→ Dados fornecidos:
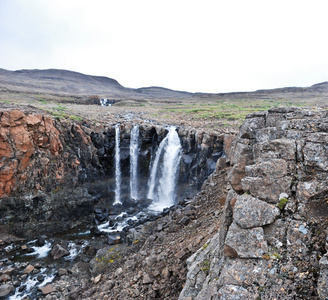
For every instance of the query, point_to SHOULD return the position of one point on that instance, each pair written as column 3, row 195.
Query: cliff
column 272, row 238
column 54, row 171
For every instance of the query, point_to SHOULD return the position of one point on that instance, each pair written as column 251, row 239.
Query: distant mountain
column 63, row 82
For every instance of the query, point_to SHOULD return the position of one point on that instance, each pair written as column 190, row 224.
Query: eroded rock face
column 276, row 211
column 53, row 171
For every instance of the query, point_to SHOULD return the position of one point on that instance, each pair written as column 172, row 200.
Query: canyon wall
column 272, row 238
column 53, row 171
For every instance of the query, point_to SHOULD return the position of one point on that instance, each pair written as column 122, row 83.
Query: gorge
column 127, row 205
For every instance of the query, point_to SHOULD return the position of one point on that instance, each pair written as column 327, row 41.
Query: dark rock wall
column 52, row 172
column 272, row 238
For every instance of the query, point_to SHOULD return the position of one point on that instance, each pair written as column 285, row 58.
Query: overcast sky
column 197, row 46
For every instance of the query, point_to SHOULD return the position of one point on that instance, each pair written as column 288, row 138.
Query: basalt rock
column 53, row 172
column 271, row 243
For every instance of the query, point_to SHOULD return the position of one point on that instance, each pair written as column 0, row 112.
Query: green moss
column 76, row 118
column 205, row 266
column 282, row 203
column 205, row 246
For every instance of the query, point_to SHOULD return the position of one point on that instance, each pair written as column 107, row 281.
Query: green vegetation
column 5, row 101
column 109, row 257
column 205, row 266
column 205, row 246
column 231, row 110
column 76, row 118
column 282, row 203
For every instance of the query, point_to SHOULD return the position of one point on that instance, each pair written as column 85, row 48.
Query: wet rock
column 48, row 289
column 62, row 272
column 185, row 221
column 95, row 231
column 40, row 241
column 58, row 251
column 6, row 289
column 147, row 279
column 233, row 292
column 40, row 278
column 250, row 212
column 248, row 243
column 28, row 269
column 113, row 239
column 323, row 278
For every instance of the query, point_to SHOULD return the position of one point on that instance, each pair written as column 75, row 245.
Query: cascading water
column 164, row 172
column 154, row 169
column 134, row 153
column 118, row 179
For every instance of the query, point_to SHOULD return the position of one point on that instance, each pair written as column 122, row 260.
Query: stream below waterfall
column 31, row 263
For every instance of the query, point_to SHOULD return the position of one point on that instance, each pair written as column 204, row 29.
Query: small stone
column 250, row 212
column 59, row 251
column 113, row 239
column 248, row 243
column 229, row 292
column 28, row 269
column 180, row 254
column 40, row 241
column 6, row 289
column 230, row 252
column 62, row 272
column 48, row 289
column 147, row 279
column 97, row 278
column 185, row 221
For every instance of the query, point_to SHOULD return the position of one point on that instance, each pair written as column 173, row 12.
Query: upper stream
column 146, row 181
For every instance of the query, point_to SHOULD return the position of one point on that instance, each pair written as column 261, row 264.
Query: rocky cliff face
column 53, row 171
column 272, row 239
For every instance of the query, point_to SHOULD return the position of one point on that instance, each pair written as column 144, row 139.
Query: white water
column 134, row 153
column 118, row 179
column 42, row 251
column 154, row 169
column 164, row 172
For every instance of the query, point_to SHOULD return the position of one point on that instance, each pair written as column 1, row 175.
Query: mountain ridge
column 59, row 81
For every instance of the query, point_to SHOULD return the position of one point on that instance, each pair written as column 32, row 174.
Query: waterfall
column 118, row 179
column 163, row 176
column 134, row 153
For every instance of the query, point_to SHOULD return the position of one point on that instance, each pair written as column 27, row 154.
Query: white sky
column 197, row 46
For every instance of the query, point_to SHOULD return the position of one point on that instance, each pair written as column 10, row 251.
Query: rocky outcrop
column 53, row 171
column 271, row 243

→ O pedido:
Reproduza sem nenhuma alteração as linhas das entradas a partir da que contém "10, row 251.", inclusive, até o fim das entradas.

→ Resposta completa:
For every instance of the query, point_to SHOULD return the position of one point on that instance, each pair written as column 10, row 251.
Query: rocky outcrop
column 53, row 171
column 271, row 243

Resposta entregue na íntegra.